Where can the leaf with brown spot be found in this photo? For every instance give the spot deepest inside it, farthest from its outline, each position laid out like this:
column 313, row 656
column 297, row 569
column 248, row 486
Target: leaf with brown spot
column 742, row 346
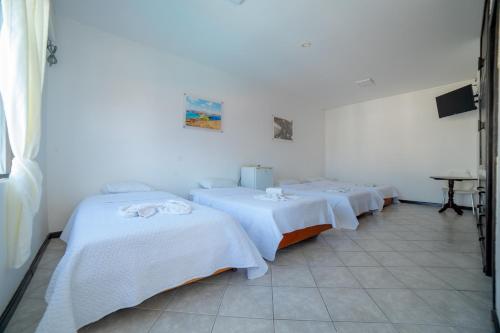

□ □ □ □ □

◆ **Directions**:
Since the pictures are not part of the copy, transcribe only the remaining material, exactly.

◆ **Response to this exercise**:
Where can the leaf with brown spot be found in this photo? For every instance give the spot deepest inside it, farthest from its outline, each position laid out like this:
column 313, row 656
column 297, row 569
column 248, row 486
Target: leaf with brown spot
column 742, row 346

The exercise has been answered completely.